## [GEGEBENE DATEN]
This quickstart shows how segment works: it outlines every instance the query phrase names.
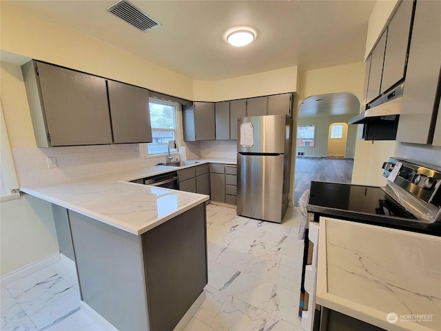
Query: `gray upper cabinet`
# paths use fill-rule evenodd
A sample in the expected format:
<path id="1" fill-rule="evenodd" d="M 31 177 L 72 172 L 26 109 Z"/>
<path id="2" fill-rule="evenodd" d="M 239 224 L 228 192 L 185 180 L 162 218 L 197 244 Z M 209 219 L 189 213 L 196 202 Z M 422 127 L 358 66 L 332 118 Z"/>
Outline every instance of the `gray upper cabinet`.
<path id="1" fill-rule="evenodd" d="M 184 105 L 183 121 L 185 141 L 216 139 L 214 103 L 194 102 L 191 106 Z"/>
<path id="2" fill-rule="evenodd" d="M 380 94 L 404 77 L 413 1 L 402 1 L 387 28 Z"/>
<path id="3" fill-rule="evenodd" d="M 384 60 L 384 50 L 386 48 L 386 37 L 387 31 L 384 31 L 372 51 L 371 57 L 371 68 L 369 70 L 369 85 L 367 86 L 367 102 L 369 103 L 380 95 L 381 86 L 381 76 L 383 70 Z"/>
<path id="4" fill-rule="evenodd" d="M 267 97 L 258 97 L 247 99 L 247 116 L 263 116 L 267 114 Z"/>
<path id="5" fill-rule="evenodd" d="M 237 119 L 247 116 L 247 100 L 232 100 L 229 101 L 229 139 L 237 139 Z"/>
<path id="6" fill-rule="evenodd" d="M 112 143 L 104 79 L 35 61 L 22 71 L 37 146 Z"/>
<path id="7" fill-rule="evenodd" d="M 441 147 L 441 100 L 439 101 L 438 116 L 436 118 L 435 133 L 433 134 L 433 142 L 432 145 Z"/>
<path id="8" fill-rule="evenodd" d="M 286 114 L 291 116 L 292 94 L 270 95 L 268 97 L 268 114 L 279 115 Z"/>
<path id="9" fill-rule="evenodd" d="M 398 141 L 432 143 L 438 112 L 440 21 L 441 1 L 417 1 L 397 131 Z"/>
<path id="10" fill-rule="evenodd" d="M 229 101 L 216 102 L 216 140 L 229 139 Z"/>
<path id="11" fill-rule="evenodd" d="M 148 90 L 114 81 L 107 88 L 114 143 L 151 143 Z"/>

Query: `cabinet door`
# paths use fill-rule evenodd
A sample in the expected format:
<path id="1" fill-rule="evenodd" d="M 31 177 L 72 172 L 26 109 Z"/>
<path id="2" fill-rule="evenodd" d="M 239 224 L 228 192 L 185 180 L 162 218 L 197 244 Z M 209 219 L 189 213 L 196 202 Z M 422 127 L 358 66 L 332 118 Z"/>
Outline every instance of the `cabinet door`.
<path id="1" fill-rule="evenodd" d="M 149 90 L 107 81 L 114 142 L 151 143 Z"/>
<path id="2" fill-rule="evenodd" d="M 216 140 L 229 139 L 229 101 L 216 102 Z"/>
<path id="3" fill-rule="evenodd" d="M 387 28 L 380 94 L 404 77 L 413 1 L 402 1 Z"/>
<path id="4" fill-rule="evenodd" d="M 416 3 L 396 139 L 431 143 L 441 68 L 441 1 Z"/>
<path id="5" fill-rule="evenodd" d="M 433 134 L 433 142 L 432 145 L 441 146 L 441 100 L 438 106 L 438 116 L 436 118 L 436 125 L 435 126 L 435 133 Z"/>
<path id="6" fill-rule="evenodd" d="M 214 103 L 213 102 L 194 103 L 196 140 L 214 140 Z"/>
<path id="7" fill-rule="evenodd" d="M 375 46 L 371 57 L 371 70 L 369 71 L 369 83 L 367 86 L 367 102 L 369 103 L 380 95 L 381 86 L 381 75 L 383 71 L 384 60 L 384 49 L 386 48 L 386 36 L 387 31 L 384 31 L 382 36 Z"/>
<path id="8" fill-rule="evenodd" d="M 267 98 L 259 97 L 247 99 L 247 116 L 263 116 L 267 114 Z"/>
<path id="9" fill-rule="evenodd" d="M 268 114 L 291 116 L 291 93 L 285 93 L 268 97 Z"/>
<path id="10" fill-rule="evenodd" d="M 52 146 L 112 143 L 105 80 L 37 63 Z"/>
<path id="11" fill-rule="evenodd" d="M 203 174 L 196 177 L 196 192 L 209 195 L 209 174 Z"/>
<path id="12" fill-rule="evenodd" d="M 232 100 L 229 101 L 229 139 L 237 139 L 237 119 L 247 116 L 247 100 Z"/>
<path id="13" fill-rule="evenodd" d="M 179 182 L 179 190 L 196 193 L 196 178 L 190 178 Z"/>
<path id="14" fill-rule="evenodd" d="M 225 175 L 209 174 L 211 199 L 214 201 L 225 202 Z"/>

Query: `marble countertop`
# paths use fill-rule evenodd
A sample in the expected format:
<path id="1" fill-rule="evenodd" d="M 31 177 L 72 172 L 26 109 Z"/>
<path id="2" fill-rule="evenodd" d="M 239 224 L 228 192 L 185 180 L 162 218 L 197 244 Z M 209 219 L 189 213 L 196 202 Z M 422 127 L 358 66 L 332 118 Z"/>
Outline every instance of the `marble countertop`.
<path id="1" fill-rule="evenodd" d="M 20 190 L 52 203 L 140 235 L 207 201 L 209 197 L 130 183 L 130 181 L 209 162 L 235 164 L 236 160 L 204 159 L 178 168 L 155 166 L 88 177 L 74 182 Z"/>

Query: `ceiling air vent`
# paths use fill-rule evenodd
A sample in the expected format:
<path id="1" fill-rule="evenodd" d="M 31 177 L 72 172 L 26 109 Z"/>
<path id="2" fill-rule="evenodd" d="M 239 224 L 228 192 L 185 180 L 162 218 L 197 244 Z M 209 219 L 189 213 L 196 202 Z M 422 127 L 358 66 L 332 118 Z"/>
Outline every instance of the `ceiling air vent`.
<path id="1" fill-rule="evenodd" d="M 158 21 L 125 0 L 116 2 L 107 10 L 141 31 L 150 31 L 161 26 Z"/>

## [ZIEL]
Gib die Daten oben vollständig als nummerierte Liste wieder. Leerzeilen und Bilder lässt du dabei weg.

## [LÖSUNG]
1. This quickstart shows how segment works: it outlines every instance the query phrase names.
2. Query: `gray upper cabinet`
3. # paths use fill-rule evenodd
4. A sample in the expected format:
5. <path id="1" fill-rule="evenodd" d="M 31 177 L 72 172 L 26 109 Z"/>
6. <path id="2" fill-rule="evenodd" d="M 239 224 L 228 192 L 185 180 L 162 218 L 197 244 Z M 209 219 L 189 213 L 196 202 Z M 422 127 L 358 66 L 332 118 Z"/>
7. Outline every instance of the `gray upper cabinet`.
8. <path id="1" fill-rule="evenodd" d="M 184 105 L 183 121 L 185 141 L 216 139 L 214 103 L 194 102 L 191 106 Z"/>
9. <path id="2" fill-rule="evenodd" d="M 380 94 L 404 77 L 413 1 L 402 1 L 387 28 Z"/>
10. <path id="3" fill-rule="evenodd" d="M 384 60 L 384 50 L 386 48 L 386 37 L 387 31 L 384 31 L 372 51 L 371 57 L 371 68 L 369 70 L 369 85 L 367 86 L 367 102 L 369 103 L 380 95 L 381 86 L 381 76 L 383 70 Z"/>
11. <path id="4" fill-rule="evenodd" d="M 267 97 L 258 97 L 247 99 L 247 116 L 263 116 L 267 114 Z"/>
12. <path id="5" fill-rule="evenodd" d="M 237 119 L 247 116 L 247 100 L 232 100 L 229 101 L 229 139 L 237 139 Z"/>
13. <path id="6" fill-rule="evenodd" d="M 112 143 L 104 79 L 35 61 L 22 71 L 37 146 Z"/>
14. <path id="7" fill-rule="evenodd" d="M 441 147 L 441 100 L 439 101 L 438 116 L 436 118 L 435 133 L 433 134 L 433 142 L 432 145 Z"/>
15. <path id="8" fill-rule="evenodd" d="M 286 114 L 291 116 L 292 94 L 270 95 L 268 97 L 268 114 L 279 115 Z"/>
16. <path id="9" fill-rule="evenodd" d="M 398 141 L 432 143 L 438 112 L 440 21 L 441 1 L 417 1 L 397 131 Z"/>
17. <path id="10" fill-rule="evenodd" d="M 229 101 L 216 102 L 216 140 L 229 139 Z"/>
18. <path id="11" fill-rule="evenodd" d="M 148 90 L 114 81 L 107 88 L 114 143 L 151 143 Z"/>
19. Query: `cabinet door`
20. # paths use fill-rule evenodd
21. A sample in the expected format:
22. <path id="1" fill-rule="evenodd" d="M 31 177 L 72 172 L 26 109 Z"/>
23. <path id="2" fill-rule="evenodd" d="M 239 224 L 228 192 L 185 180 L 162 218 L 197 244 Z M 209 219 L 189 213 L 196 202 Z M 422 127 L 358 66 L 332 118 Z"/>
24. Outline every instance of the `cabinet door`.
25. <path id="1" fill-rule="evenodd" d="M 149 90 L 107 81 L 114 142 L 151 143 Z"/>
26. <path id="2" fill-rule="evenodd" d="M 216 140 L 229 139 L 229 101 L 216 102 Z"/>
27. <path id="3" fill-rule="evenodd" d="M 387 28 L 380 94 L 404 77 L 413 1 L 402 1 Z"/>
28. <path id="4" fill-rule="evenodd" d="M 416 3 L 396 139 L 431 143 L 441 68 L 441 1 Z"/>
29. <path id="5" fill-rule="evenodd" d="M 433 134 L 433 142 L 432 145 L 441 146 L 441 100 L 438 106 L 438 116 L 436 118 L 436 125 L 435 126 L 435 133 Z"/>
30. <path id="6" fill-rule="evenodd" d="M 214 103 L 213 102 L 194 103 L 196 140 L 214 140 Z"/>
31. <path id="7" fill-rule="evenodd" d="M 375 46 L 371 57 L 371 70 L 369 71 L 369 83 L 367 86 L 367 102 L 369 103 L 380 95 L 381 86 L 381 75 L 383 71 L 384 60 L 384 49 L 386 48 L 386 36 L 387 31 L 384 31 L 382 36 Z"/>
32. <path id="8" fill-rule="evenodd" d="M 267 98 L 259 97 L 247 99 L 247 116 L 263 116 L 267 114 Z"/>
33. <path id="9" fill-rule="evenodd" d="M 268 114 L 291 116 L 291 93 L 285 93 L 268 97 Z"/>
34. <path id="10" fill-rule="evenodd" d="M 52 146 L 112 143 L 105 80 L 37 63 Z"/>
35. <path id="11" fill-rule="evenodd" d="M 203 174 L 196 177 L 196 192 L 209 195 L 209 174 Z"/>
36. <path id="12" fill-rule="evenodd" d="M 232 100 L 229 101 L 229 139 L 237 139 L 237 119 L 247 116 L 247 100 Z"/>
37. <path id="13" fill-rule="evenodd" d="M 179 182 L 179 190 L 196 193 L 196 178 L 190 178 Z"/>
38. <path id="14" fill-rule="evenodd" d="M 225 175 L 209 174 L 211 199 L 214 201 L 225 202 Z"/>
39. Query: `marble countertop`
40. # paths use fill-rule evenodd
41. A sample in the expected format:
42. <path id="1" fill-rule="evenodd" d="M 31 177 L 72 172 L 26 109 Z"/>
43. <path id="2" fill-rule="evenodd" d="M 239 224 L 228 192 L 185 180 L 162 218 L 197 244 Z M 209 219 L 189 213 L 196 202 Z M 422 127 L 358 66 L 332 118 Z"/>
44. Outline every instance of the `marble countertop`.
45. <path id="1" fill-rule="evenodd" d="M 20 190 L 52 203 L 140 235 L 207 201 L 209 197 L 130 183 L 130 181 L 209 162 L 235 164 L 236 160 L 204 159 L 178 168 L 155 166 L 88 177 L 74 182 Z"/>
46. Query: `ceiling air vent`
47. # paths use fill-rule evenodd
48. A sample in the expected format:
49. <path id="1" fill-rule="evenodd" d="M 31 177 L 72 172 L 26 109 Z"/>
50. <path id="2" fill-rule="evenodd" d="M 239 224 L 228 192 L 185 180 L 162 218 L 197 244 Z M 209 219 L 189 213 L 196 202 Z M 422 127 L 358 66 L 332 118 Z"/>
51. Outline every instance of the `ceiling air vent`.
52. <path id="1" fill-rule="evenodd" d="M 158 21 L 125 0 L 116 2 L 107 10 L 141 31 L 150 31 L 161 26 Z"/>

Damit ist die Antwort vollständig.